(SELECTED TEXT)

Online shopping platform Jumia is expanding in online food delivery into Egypt. This is as the e-commerce business looks to grow beyond its main market of trading phones and electronics. The company’s co-CEO Sacha Poignonnec says that food makes up 20% of overall transactions on the platform and is growing quickly,
The company is expanding the service into Egypt, where there is a gap in the market following the exit of Uber Eats. The move into the country means Jumia is offering some form of food delivery in all 11 of its markets except South Africa.
Food delivery “is increasingly important to us”, Poignonnec said after reporting a narrowed fourth-quarter loss. Despite restaurants in markets like Morocco closing early at times due to lockdowns, the New York-listed company still completed five million online food orders in 2020.
Demand for delivered meals and groceries exploded worldwide as restrictions to contain the coronavirus kept people indoors. The trend has been slower to take off in Africa, where Internet connections remain sluggish and unaffordable for large parts of the population.
In December 2019, Jumia suspended its Food delivery service in Rwanda after six years of operations. The development made Rwanda the third country in Africa that the platform is leaving in just a span of a month. This was after the e-commerce site closed shop in Tanzania, days after doing the same for Cameroon.
All cases had been attributed to the rise in the cost of operations amidst the registration of losses in these markets. It was reported that the company was struggling with profitability in various markets where it is operating, which informed the decision to suspend operations.

(End SELECTED TEXT)

== PROBLEM DETAILS ==
In one to three sentences, explain why the Jumia article says the company pulled out of Rwanda, Tanzania and Cameroon.

(RECORDED DATA)

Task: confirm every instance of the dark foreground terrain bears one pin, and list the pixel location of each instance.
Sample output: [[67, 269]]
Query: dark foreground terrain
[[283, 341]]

(End RECORDED DATA)

== ANSWER TO THIS TASK ==
Jumia left all three markets because operating costs were rising while it was recording losses there. The company was reported to be struggling with profitability in various markets, and that led to the decision to suspend operations.